WHAT THIS EXERCISE ASKS
**1.** Condense the paragraph of the Arctic freshwater abstract beginning "In the Arctic, climate change leads" into a bulleted list that keeps its main facts.
**2.** Transcribe the stretch of the Arctic freshwater abstract from "Microbial response to" through "Albacete, Spain (nicolas.valiente@uclm.es)", word for word.

Microbial response to climate-induced nutrient alterations in high Arctic freshwaters
- 1Department of Science and Agroforestry Technology and Genetics, University of Castilla-La Mancha, Campus Universitario s/n, 02071 Albacete, Spain (nicolas.valiente@uclm.es)
- 2Centre for Biogeochemistry in the Anthropocene, Department of Biosciences, Section for Aquatic Biology and Toxicology, University of Oslo, PO Box 1066, Blindern, 0316 Oslo, Norway
- 3Hydrological Research Unit, Swedish Meteorological and Hydrological Institute (SMHI), 60176 Norrköping, Sweden
- 4Department of Geosciences, University of Oslo, PO Box 1066, Blindern, 0316 Oslo, Norway
- 5Norwegian Space Agency, Drammensveien 165, 0277 Oslo, Norway
- 6Faculty of Environmental Sciences and Natural Resource Management, Norwegian University of Life Sciences, 1432 Ås, Norway
In the Arctic, climate change leads to increased nutrient levels and organic carbon in freshwaters, caused by factors like permafrost thaw and growing populations of geese. Such alterations significantly impact freshwater ecosystems, potentially influencing community composition and diversity across various levels, including general microbial metabolism. We tested the hypothesis that a transition from autotrophy to heterotrophy occurs across a chronosequence of lakes in the high Arctic as a result of glacier retreat, influenced by distinct nutrient supplies and varying ecological succession statuses. To do so, we studied 5 lakes in the vicinity of Ny-Ålesund (Svalbard) following a chronosequence. The older lakes, closer to the fjord, were strongly impacted by birds, notably geese. For each lake, we tested the response to nutrients by adding an artificial nutrient solution with N and P, and the response to light or dark conditions. We incubated unfiltered water samples (80 mL) at 4 ºC in 120 mL flasks with atmospheric air as headspace. After 24h, samples for gases (O2, CO2, CH4 and N2O), nutrients (organic C, P and N) and eDNA (16S metabarcoding) were collected. Ar-corrected gas saturation of each GHG was used as a proxy of net metabolic changes. Regardless of the treatment applied, our results showed an increase in N2O saturation coupled with a decrease in O2 saturation after 24h in bird-impacted lakes, likely related to heterotrophic microbial activity. In such lakes, dark conditions promoted P accumulation, while N accumulated equally in light and dark incubations. In younger lakes (i.e., not impacted by birds), increased O2 saturation after 24h of incubation suggested that phototrophic metabolism was dominant. For nutrients, no significant pattern was observed for both light and dark incubations in younger lakes. Bacterial community composition differed between locations after 24h of incubation with a greater uniformity of species in younger lakes. This research advances our understanding of how nutrient enrichment affects biodiversity in the Arctic and metabolism in freshwater ecosystems.

Natural language descriptions of regions:
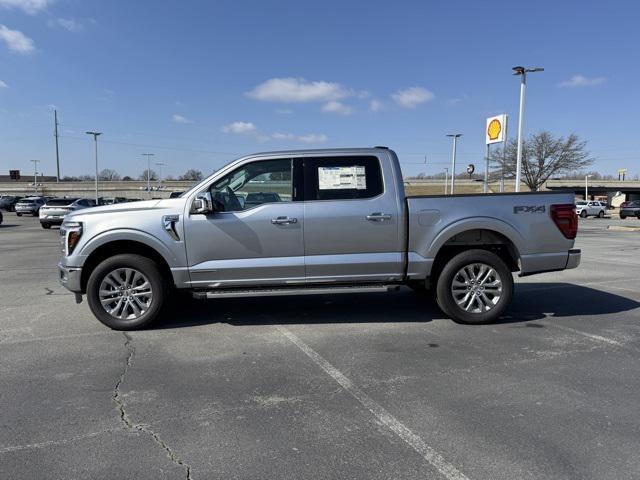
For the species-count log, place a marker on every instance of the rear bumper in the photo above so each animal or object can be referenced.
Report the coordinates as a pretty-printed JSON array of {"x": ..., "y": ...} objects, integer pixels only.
[
  {"x": 549, "y": 262},
  {"x": 573, "y": 260},
  {"x": 70, "y": 278}
]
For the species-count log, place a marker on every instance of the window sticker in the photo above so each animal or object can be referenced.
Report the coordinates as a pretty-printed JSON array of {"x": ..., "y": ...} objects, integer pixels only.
[{"x": 342, "y": 178}]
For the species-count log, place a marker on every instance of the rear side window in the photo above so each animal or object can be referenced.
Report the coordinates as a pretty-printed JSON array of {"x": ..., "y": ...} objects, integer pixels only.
[{"x": 342, "y": 178}]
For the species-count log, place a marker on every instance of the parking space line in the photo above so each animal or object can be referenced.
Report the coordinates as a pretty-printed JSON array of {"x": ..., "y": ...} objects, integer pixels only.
[
  {"x": 414, "y": 441},
  {"x": 597, "y": 338}
]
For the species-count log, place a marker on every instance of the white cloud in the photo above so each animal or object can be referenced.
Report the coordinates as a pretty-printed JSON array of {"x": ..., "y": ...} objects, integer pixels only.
[
  {"x": 180, "y": 119},
  {"x": 283, "y": 136},
  {"x": 375, "y": 105},
  {"x": 337, "y": 107},
  {"x": 16, "y": 40},
  {"x": 412, "y": 97},
  {"x": 582, "y": 81},
  {"x": 68, "y": 24},
  {"x": 28, "y": 6},
  {"x": 250, "y": 129},
  {"x": 240, "y": 128},
  {"x": 313, "y": 138},
  {"x": 297, "y": 90}
]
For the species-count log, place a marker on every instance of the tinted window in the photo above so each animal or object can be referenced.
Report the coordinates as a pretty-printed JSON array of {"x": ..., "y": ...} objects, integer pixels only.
[
  {"x": 341, "y": 178},
  {"x": 61, "y": 201},
  {"x": 252, "y": 184}
]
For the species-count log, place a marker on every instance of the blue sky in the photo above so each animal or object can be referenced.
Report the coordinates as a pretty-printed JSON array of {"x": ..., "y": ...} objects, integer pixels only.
[{"x": 199, "y": 83}]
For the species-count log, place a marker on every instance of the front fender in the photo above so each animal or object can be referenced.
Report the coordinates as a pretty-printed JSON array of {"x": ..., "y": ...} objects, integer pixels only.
[{"x": 132, "y": 235}]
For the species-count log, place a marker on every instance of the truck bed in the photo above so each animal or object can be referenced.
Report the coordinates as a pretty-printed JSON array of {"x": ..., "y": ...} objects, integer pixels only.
[{"x": 522, "y": 219}]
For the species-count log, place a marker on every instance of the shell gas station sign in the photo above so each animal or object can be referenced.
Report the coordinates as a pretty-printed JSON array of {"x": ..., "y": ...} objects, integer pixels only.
[{"x": 496, "y": 129}]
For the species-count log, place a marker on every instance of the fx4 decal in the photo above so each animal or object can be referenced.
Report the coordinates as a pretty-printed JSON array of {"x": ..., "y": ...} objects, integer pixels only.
[{"x": 529, "y": 209}]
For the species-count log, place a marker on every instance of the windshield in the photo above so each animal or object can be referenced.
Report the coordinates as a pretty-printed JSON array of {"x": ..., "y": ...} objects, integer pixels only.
[{"x": 60, "y": 201}]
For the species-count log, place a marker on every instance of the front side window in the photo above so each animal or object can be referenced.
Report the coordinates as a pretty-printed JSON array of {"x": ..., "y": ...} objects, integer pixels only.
[
  {"x": 341, "y": 178},
  {"x": 252, "y": 184}
]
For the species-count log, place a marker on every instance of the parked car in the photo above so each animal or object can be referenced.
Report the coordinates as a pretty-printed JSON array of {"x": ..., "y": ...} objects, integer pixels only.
[
  {"x": 8, "y": 202},
  {"x": 343, "y": 224},
  {"x": 592, "y": 208},
  {"x": 630, "y": 209},
  {"x": 30, "y": 205},
  {"x": 54, "y": 211},
  {"x": 111, "y": 200}
]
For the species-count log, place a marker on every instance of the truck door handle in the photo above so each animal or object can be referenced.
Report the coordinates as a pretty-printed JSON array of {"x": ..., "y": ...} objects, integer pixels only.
[
  {"x": 283, "y": 220},
  {"x": 378, "y": 217}
]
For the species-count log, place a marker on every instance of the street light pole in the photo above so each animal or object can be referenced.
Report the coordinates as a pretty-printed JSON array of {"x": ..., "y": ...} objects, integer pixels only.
[
  {"x": 35, "y": 174},
  {"x": 95, "y": 141},
  {"x": 586, "y": 187},
  {"x": 159, "y": 165},
  {"x": 148, "y": 155},
  {"x": 455, "y": 137},
  {"x": 522, "y": 71},
  {"x": 446, "y": 175}
]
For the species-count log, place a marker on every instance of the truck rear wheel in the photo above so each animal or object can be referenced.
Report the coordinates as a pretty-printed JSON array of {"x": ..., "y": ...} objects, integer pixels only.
[
  {"x": 126, "y": 292},
  {"x": 474, "y": 287}
]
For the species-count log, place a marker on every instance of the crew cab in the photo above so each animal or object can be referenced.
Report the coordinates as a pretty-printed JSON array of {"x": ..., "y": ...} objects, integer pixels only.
[{"x": 313, "y": 222}]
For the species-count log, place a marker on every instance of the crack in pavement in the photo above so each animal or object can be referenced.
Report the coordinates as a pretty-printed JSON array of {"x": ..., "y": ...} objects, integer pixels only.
[{"x": 132, "y": 426}]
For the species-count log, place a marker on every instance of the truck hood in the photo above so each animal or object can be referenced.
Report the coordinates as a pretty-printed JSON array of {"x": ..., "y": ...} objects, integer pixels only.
[{"x": 127, "y": 207}]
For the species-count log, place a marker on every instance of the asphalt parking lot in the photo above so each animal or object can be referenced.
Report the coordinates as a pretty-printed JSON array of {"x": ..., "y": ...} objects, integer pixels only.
[{"x": 376, "y": 386}]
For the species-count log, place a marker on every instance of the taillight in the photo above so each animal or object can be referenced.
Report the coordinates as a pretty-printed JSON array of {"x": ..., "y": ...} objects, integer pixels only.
[{"x": 565, "y": 218}]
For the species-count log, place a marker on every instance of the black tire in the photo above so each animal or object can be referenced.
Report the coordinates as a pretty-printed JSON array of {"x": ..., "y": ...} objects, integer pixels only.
[
  {"x": 445, "y": 297},
  {"x": 145, "y": 266}
]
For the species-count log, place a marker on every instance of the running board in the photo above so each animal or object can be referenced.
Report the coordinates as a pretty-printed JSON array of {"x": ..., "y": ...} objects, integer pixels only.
[{"x": 276, "y": 292}]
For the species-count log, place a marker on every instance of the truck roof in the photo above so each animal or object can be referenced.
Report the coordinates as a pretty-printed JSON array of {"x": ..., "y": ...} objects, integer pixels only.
[{"x": 316, "y": 151}]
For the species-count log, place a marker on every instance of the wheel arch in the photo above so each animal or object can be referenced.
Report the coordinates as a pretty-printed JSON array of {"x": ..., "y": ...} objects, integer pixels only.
[
  {"x": 486, "y": 234},
  {"x": 116, "y": 247}
]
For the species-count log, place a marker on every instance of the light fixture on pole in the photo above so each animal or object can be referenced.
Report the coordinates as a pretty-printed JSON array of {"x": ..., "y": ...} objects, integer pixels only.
[
  {"x": 522, "y": 71},
  {"x": 160, "y": 165},
  {"x": 35, "y": 174},
  {"x": 586, "y": 187},
  {"x": 95, "y": 141},
  {"x": 148, "y": 155},
  {"x": 455, "y": 137}
]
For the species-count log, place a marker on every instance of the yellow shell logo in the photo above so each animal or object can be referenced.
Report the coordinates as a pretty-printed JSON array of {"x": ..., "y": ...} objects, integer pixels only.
[{"x": 494, "y": 129}]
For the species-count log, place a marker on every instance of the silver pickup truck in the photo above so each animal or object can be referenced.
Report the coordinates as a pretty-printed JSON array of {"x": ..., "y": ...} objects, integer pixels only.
[{"x": 313, "y": 222}]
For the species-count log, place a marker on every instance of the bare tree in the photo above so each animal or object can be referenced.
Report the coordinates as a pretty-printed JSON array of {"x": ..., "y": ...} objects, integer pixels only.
[
  {"x": 543, "y": 156},
  {"x": 152, "y": 175},
  {"x": 108, "y": 175},
  {"x": 191, "y": 174}
]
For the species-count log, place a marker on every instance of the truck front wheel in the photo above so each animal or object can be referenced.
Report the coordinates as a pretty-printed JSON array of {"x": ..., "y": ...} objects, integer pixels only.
[
  {"x": 126, "y": 292},
  {"x": 475, "y": 287}
]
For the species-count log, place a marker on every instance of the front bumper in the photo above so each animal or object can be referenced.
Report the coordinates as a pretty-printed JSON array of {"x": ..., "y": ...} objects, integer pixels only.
[
  {"x": 52, "y": 220},
  {"x": 574, "y": 258},
  {"x": 70, "y": 278}
]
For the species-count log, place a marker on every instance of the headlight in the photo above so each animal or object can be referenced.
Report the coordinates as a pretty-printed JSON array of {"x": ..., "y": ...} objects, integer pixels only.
[{"x": 71, "y": 232}]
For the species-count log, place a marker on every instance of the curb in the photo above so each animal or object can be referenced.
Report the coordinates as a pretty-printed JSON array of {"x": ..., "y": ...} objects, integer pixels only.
[{"x": 620, "y": 228}]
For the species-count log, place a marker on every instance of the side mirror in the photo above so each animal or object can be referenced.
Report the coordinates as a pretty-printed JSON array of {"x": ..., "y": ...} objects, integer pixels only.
[{"x": 202, "y": 204}]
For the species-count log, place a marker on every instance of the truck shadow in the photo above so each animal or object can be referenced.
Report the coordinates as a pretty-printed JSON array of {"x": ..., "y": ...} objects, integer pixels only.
[{"x": 532, "y": 301}]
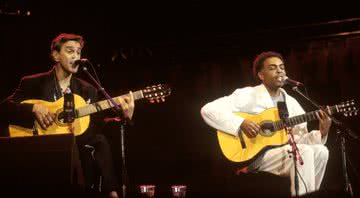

RESPONSES TO THE EXERCISE
**1.**
- In the Arctic, climate change raises nutrient and organic carbon levels in freshwaters through permafrost thaw and growing goose populations. This can affect community composition, diversity and microbial metabolism.
- Hypothesis: glacier retreat drives a shift from autotrophy to heterotrophy across a chronosequence of high Arctic lakes, shaped by differing nutrient supplies and ecological succession statuses.
- Five lakes near Ny-Ålesund (Svalbard) were studied along a chronosequence. The older lakes, closer to the fjord, were strongly affected by birds, notably geese.
- For each lake, unfiltered water (80 mL) was incubated at 4 ºC in 120 mL flasks with atmospheric air as headspace. The tests covered the response to an added N and P nutrient solution and to light or dark conditions.
- After 24h, samples were taken for gases (O2, CO2, CH4, N2O), nutrients (organic C, P, N) and eDNA (16S metabarcoding). Ar-corrected gas saturation of each GHG served as a proxy for net metabolic change.
- Bird-impacted lakes: under every treatment, N2O saturation rose and O2 saturation fell, likely from heterotrophic microbial activity. Dark conditions promoted P accumulation, while N accumulated equally in light and dark.
- Younger lakes (not bird-impacted): increased O2 saturation suggested that phototrophic metabolism was dominant. Nutrients showed no significant pattern in light or dark incubations.
- After 24h, bacterial community composition differed between locations, with greater species uniformity in younger lakes.
- The research advances understanding of how nutrient enrichment affects Arctic biodiversity and freshwater ecosystem metabolism.

**2.**
Microbial response to climate-induced nutrient alterations in high Arctic freshwaters
- 1Department of Science and Agroforestry Technology and Genetics, University of Castilla-La Mancha, Campus Universitario s/n, 02071 Albacete, Spain (nicolas.valiente@uclm.es)